● **Directive**:
Show each row below that contains the word "paper", copying every such row in full.

● **Records for processing**:
----------------

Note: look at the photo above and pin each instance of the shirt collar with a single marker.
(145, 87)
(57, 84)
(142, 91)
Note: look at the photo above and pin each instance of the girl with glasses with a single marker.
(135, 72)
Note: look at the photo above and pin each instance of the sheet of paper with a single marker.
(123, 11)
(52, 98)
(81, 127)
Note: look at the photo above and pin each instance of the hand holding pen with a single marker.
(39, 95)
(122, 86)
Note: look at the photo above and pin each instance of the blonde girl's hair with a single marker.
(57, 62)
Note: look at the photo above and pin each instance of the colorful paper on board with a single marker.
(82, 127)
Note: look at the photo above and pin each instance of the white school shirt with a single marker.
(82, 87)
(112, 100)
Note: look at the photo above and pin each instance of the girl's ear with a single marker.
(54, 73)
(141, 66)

----------------

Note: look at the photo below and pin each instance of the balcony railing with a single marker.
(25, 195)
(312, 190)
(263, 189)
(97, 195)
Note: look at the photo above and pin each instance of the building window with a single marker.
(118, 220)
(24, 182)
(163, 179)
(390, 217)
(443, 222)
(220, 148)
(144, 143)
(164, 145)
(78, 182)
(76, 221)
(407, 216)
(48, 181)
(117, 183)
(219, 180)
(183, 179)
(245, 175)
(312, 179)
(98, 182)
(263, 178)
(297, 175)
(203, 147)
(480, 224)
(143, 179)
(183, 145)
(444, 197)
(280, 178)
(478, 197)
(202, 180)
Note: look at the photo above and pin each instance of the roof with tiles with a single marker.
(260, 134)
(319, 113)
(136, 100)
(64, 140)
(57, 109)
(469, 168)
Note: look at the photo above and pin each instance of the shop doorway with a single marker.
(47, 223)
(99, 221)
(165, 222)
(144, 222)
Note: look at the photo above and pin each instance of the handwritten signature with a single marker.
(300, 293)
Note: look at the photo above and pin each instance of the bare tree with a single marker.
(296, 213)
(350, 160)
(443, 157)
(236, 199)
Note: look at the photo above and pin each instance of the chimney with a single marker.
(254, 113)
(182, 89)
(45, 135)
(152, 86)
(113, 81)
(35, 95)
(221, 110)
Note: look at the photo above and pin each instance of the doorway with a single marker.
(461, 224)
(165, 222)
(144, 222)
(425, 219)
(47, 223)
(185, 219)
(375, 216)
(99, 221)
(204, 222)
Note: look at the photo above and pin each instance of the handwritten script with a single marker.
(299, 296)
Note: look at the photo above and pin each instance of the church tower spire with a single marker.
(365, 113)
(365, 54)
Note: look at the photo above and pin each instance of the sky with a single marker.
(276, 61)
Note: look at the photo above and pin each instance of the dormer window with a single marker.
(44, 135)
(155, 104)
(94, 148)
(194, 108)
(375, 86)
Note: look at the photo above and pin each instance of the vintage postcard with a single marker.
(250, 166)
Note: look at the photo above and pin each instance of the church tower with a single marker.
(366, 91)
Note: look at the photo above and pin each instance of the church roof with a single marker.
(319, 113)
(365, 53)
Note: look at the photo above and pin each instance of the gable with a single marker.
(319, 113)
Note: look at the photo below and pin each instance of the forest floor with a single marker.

----------------

● **Reply to the exercise**:
Note: look at the photo above and pin each instance of the sheet of paper with a single marker.
Note: look at the photo above and pin each instance of the colorful paper on board with a single marker.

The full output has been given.